» THE REQUEST: Please convert the lines of all the items below into a single numbered list, skipping blank lines. Leave the pictures out of your answer.

-- START --

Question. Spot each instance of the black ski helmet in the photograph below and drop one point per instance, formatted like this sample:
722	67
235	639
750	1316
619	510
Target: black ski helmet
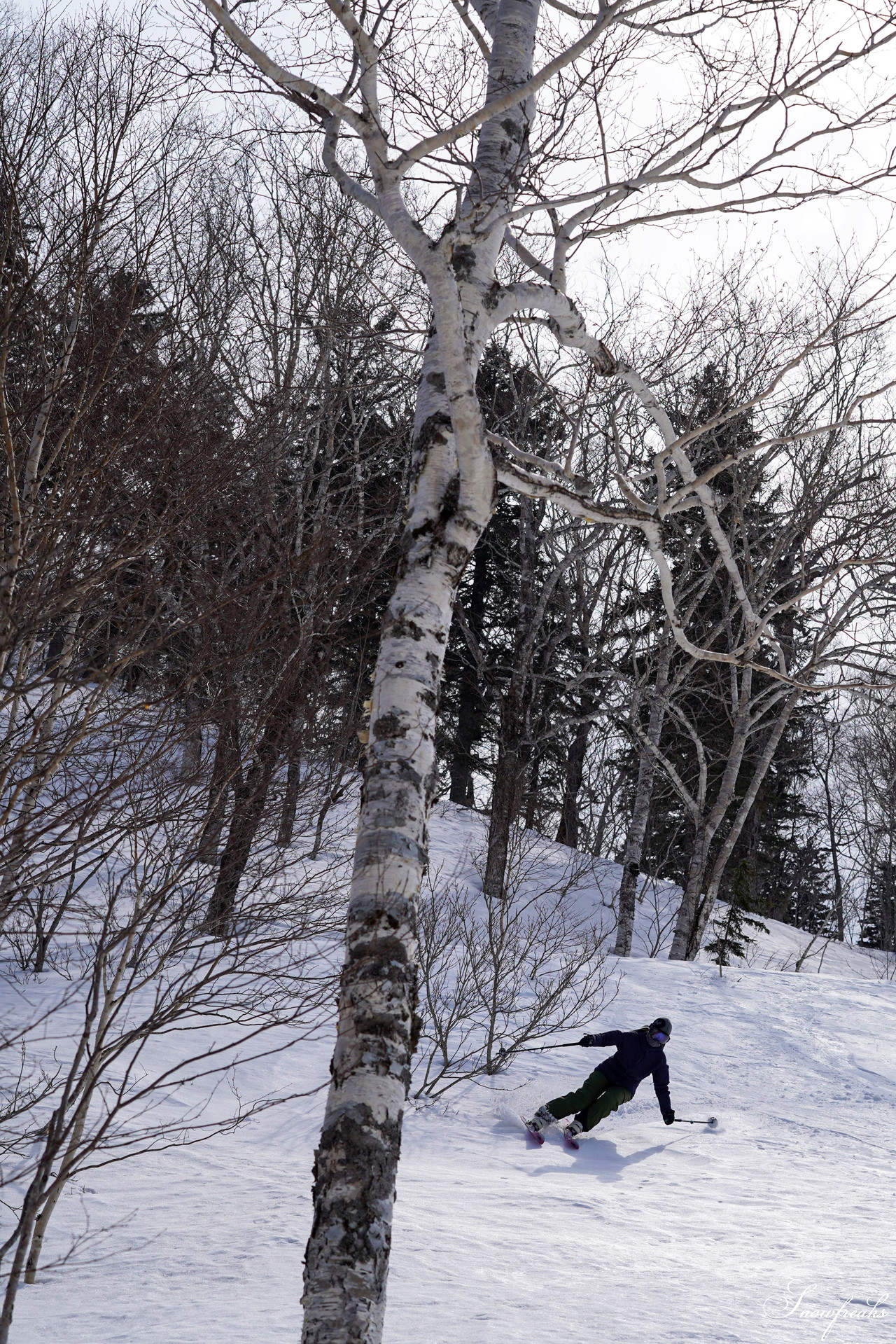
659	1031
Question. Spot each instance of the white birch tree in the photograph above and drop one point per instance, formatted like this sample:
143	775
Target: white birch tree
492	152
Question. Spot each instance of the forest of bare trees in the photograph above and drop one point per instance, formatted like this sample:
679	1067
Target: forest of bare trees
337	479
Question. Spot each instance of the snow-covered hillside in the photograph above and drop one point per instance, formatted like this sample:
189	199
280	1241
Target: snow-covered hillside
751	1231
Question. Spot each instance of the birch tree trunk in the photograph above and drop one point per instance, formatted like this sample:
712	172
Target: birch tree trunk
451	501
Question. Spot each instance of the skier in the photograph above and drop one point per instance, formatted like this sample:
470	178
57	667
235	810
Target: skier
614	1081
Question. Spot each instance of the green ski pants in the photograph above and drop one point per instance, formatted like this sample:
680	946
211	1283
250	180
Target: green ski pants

-- END --

» RESULT:
1. Question. Spot each instance of the black ski helmet in the photograph below and drop one point per instance, formatted like this sample:
2. 722	67
3. 235	639
4. 750	1316
5. 619	510
6. Target: black ski helmet
7. 659	1031
8. Question. Spot each instance of the white birch tree in the photograph above and drop one point per instance, formatted like this sample:
9. 143	775
10. Target: white birch tree
11. 492	152
12. Question. Spot each instance of the forest of bare trees in the photograph above and drop one point per instance, formatted like this sample:
13. 679	1067
14. Target: forest of bare trees
15. 337	479
16. Question. Spot each instance of the snow-covered hillside in the photograph above and drop one point per instance, formatted like this sample:
17. 189	199
18. 280	1241
19. Target: snow-covered hillside
20. 751	1231
21. Question. Spot each instance of the birch tree trunk in the photograph above and drop one point per instance, formatted like this sample:
22. 712	172
23. Target: birch tree trunk
24. 451	501
25. Question. Spot each instance of the skier in the photograph above and drop one point per instance, formatted like this sample:
26. 470	178
27. 57	667
28. 235	810
29. Target: skier
30. 614	1081
31. Question. Spot each instance of the green ski pants in the photograph above and drop one point per instance, formatted like this sample:
32. 680	946
33. 211	1283
34. 250	180
35. Target: green ski pants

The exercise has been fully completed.